Tasks to carry out —
1. For each statement, state yes or no on whether it agrees with the passage on American politics after 11 September, and quote the deciding words. (a) Bush's standing in the polls nearly doubled after the attacks. (b) Another nation now comes close to matching America's military might. (c) The war on Afghanistan was launched amid bipartisan Congressional support.
2. Carry on the passage on American politics after 11 September from its final sentence, keeping its argument and tone.

Passage provided —
= Beginning of Section =

Phoenix, Chaos, The Enterprise,and The Politics of Terror In America

Prior to the 11 September terror attacks on the World Trade Center and the Pentagon, two conditions defined American politics. In regard to foreign affairs, the United States was universally recognized as the world’s only super power. And today that condition remains unchanged: no other nation comes close to matching America’s military might.

But domestic politics was defined by doubts about the legitimacy of the Bush Administration. Al Gore had won the popular vote by an overwhelming majority, and Bush had acquired his presidential powers through a combination of nepotism and voter fraud in Florida, blatant media bias, and a judicial coup d’etat by the right wing of the U.S. Supreme Court.

Before the terror attacks, the stench of venality clung to Bush like cigarette smoke and stale beer after a night of bar hopping. Since the attacks, his standing in the polls has nearly doubled, and there’s been no more talk of an oil crunch, or the ailing economy, or of the looting of pensions plans down ten to twenty percent, or of looting of Social Security and Medicare to pay for the war of revenge, or of Republicans losing Congress in 2002.

This second, overarching condition–the inherent illegitimacy of the Bush Administration–must be remembered when considering how the apocalyptic events of 11 September changed the domestic political landscape. Symbolically, they wiped the slate clean. The U.S. remains the most powerful nation in the world, but Bush’s legitimacy is no longer an issue. As a result, all the moral and psychological prohibitions on the reactionary right have been lifted, and all the anger and frustrations it cultivated during the Vietnam War, and the Carter and Clinton Administrations, is poised to be unleashed under the aegis of counter-terrorism, not only on the usual suspects–foreign enemies sitting on vast oil reserves, suspected terrorists, and domestic dissidents–but on the unwitting, flag-waving American public as well.

Alas, righteous outrage over the crime of 11 September has enabled the once wobbly “unpresident” to stand tall, assert himself, and exploit the catastrophe in a way that seems at once crass, eerily preordained, and suspiciously opportune. Though its moral authority and intentions are as uncertain as the perpetrators of the carnage, the Bush Administration has effectively silenced its critics, and, amid rapturous bipartisan Congressional and public support, launched a “low intensity” war on Afghanistan and a nebulous, “covert” war on world terrorism, while reorganizing the executive branch of government into the most fearsome political and psychological warfare machine the world has ever seen.

There is a grave, hidden danger in this situation, for the reactionary right wing–by which I mean the owners, managers, and supporters of America’s totalitarian, military industrial information complex–have united the nation behind the Bush Administration in a spirit of belligerent nationalism. With its actions and intentions shrouded in secrecy, the Bush Administration, in this respect, fits the classic definition of a fascist dictatorship.

= End of Section =

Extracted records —
= Beginning of Section =

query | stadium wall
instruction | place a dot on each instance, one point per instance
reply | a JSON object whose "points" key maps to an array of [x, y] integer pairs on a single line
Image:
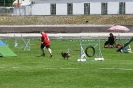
{"points": [[57, 28]]}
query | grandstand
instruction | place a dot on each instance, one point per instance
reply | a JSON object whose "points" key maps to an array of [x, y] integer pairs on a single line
{"points": [[76, 24]]}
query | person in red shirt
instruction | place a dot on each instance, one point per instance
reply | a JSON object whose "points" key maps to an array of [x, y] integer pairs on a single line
{"points": [[45, 42]]}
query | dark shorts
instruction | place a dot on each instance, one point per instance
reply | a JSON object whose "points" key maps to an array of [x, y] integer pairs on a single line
{"points": [[42, 46]]}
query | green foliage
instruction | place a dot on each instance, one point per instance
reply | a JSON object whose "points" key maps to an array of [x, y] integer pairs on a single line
{"points": [[30, 70]]}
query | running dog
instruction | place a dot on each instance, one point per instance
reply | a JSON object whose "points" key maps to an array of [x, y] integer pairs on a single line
{"points": [[65, 55]]}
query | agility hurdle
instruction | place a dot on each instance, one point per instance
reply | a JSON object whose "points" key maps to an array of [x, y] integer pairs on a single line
{"points": [[20, 42], [83, 55]]}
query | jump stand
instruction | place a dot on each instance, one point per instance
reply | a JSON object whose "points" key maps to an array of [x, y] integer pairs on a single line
{"points": [[100, 57]]}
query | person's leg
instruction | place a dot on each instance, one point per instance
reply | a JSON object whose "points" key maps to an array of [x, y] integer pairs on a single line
{"points": [[111, 44], [50, 51], [42, 49], [106, 44]]}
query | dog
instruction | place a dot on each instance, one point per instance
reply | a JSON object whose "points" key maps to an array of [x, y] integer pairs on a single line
{"points": [[65, 55]]}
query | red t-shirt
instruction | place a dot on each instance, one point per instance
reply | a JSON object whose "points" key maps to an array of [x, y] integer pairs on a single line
{"points": [[46, 38]]}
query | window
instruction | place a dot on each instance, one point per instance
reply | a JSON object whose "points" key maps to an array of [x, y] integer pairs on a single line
{"points": [[53, 9], [69, 8], [122, 8], [86, 8], [104, 8]]}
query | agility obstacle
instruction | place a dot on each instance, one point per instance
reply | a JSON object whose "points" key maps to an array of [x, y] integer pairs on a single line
{"points": [[83, 55], [22, 43], [5, 51], [123, 47]]}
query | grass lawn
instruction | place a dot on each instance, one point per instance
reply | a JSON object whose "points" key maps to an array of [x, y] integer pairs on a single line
{"points": [[30, 70]]}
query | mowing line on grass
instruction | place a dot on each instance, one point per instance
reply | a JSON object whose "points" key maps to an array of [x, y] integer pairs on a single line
{"points": [[75, 68]]}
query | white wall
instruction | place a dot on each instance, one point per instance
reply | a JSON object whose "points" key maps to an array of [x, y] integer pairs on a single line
{"points": [[41, 9], [61, 9], [129, 8], [78, 8], [113, 7], [95, 8]]}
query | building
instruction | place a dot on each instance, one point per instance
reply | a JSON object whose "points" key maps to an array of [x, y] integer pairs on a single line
{"points": [[73, 7]]}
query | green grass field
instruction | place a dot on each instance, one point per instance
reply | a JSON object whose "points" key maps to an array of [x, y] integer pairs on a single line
{"points": [[30, 70]]}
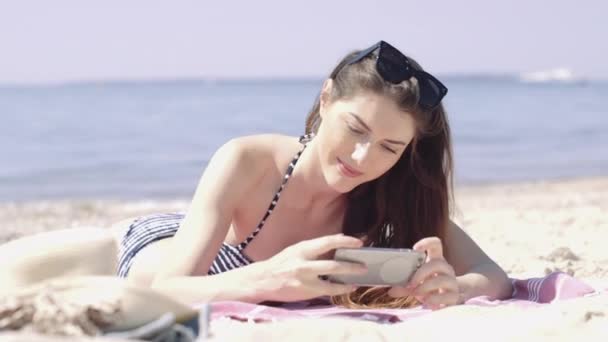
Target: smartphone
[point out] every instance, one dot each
(385, 266)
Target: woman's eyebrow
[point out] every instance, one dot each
(396, 142)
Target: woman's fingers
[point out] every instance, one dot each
(334, 289)
(439, 284)
(430, 269)
(440, 300)
(312, 249)
(432, 246)
(326, 267)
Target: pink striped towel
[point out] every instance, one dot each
(526, 292)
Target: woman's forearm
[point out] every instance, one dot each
(241, 284)
(484, 280)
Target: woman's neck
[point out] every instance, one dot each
(308, 182)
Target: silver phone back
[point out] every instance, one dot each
(386, 266)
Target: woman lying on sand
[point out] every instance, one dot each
(373, 169)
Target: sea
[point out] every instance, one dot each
(153, 139)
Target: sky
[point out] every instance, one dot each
(66, 41)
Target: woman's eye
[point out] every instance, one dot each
(389, 149)
(355, 130)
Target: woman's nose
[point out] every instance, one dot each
(360, 152)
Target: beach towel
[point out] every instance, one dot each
(555, 307)
(526, 293)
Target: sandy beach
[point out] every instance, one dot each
(530, 229)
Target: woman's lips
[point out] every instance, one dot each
(347, 170)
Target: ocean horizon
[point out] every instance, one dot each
(152, 139)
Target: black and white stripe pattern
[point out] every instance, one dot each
(147, 229)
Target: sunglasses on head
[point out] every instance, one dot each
(394, 67)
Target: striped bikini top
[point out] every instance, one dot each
(231, 257)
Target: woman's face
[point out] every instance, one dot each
(361, 138)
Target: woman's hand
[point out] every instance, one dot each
(434, 283)
(294, 273)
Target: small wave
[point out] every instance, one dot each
(564, 75)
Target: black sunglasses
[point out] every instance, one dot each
(394, 67)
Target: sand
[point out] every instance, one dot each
(530, 229)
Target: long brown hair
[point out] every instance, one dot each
(413, 199)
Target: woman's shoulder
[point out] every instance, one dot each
(262, 151)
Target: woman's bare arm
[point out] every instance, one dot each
(229, 177)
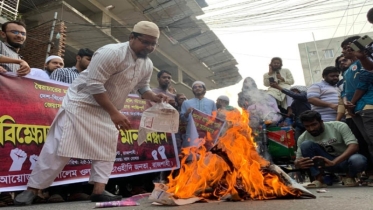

= End of Section =

Results —
1.
(a) Yes: "Since the attacks, his standing in the polls has nearly doubled"
(b) No: "no other nation comes close to matching America’s military might."
(c) Yes: "amid rapturous bipartisan Congressional and public support, launched a “low intensity” war on Afghanistan"

2.
Already some of our most cherished freedoms have been sacrificed. Dissent has been stifled, censorship imposed, and cherished legal protections, especially regarding the Fourth Amendment, have been altered and suspended. No one knows exactly how many “suspects” are being detained, or where, and already there has been one suspicious death and widespread rumors of abuse. And the situation will only get worse.

In a 21 October article for The Washington Post, Walter Pincus reported that FBI and Justice Department investigators are increasingly frustrated by the silence of some jailed suspects. Offers of lighter sentences, money, jobs, and a new identity and life in America haven’t loosened their tongues, and alternative strategies under discussion include “using drugs or pressure tactics, such as those employed occasionally by Israeli interrogators, to extract information.”

Images come to mind of stoic Israeli soldiers breaking the hands of adolescent Palestinian rock throwers. But more serious measures are being contemplated. According to Pincus, one law professor believes “the use of force to extract information could happen” in cases where investigators believe suspects have information on an upcoming attack. “If there is a ticking bomb, it is not an easy issue,” the professor said.

Right wing Republican stalwart Kenneth W. Starr, the former Clinton inquisitor, said the danger of terrorism requires “deference to the judgments of the political branches (italics added) with respect to matters of national security.” And right wing Republican Richard Thornburgh, a former Pennsylvania governor and attorney general under Ronald Reagan and George H. W. Bush, said that due process sometimes “strangles us.” When it comes to counter-terrorism, Thornburgh said that legally admissible evidence “may not be the be-all and end-all.”

According to Pincus, “the country may compare the current search for information to brutal tactics in wartime used to gather intelligence overseas and even by U.S. troops from prisoners during military actions.”

Suddenly we’ve gone from breaking hands to cutting off fingers, attaching electrodes to genitals, and pouring soapy water down windpipes while suspects hang suspended on meat hooks.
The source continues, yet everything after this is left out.